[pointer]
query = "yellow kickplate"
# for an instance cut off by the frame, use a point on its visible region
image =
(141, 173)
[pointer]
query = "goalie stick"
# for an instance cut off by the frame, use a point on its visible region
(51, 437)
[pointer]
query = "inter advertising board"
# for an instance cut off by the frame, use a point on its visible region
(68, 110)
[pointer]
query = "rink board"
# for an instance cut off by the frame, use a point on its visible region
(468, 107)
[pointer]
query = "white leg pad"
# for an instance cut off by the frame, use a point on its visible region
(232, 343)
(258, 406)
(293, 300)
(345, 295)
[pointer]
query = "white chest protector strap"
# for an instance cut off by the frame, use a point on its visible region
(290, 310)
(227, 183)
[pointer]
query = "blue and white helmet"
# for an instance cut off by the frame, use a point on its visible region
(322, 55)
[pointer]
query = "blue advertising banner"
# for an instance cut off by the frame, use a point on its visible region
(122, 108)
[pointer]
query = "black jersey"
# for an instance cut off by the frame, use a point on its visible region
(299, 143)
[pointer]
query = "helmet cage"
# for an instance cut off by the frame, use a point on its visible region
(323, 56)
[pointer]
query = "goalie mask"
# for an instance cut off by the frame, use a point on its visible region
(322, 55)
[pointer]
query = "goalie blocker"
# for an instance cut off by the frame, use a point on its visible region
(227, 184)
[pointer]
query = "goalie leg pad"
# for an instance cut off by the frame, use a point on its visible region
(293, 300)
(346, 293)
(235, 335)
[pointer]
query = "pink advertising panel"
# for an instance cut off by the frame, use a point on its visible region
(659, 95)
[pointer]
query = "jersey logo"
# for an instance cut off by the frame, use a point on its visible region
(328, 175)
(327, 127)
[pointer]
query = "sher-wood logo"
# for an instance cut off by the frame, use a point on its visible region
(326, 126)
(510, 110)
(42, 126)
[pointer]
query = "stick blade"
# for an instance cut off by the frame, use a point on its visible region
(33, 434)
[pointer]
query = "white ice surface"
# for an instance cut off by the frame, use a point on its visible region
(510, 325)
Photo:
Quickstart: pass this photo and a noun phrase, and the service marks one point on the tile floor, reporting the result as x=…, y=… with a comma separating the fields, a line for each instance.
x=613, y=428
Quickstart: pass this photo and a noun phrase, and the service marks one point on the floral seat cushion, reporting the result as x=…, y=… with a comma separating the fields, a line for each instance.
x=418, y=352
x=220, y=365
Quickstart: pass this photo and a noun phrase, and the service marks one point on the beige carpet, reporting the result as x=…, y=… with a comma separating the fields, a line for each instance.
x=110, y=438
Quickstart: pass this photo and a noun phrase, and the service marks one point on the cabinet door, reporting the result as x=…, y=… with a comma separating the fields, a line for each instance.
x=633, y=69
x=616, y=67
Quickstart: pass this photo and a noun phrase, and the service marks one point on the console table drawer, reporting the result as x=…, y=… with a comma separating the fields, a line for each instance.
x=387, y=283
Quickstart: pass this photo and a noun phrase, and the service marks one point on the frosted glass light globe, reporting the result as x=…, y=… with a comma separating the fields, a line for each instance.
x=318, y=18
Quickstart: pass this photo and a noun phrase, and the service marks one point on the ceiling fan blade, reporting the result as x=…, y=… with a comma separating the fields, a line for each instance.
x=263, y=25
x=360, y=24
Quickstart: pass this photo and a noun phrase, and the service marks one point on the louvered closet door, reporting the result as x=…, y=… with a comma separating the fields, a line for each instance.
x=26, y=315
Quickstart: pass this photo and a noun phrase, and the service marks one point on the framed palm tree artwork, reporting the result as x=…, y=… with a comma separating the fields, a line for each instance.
──────
→ About this exercise
Across all the entries, how many lines include "advertising"? Answer with the number alone.

→ Expected answer
3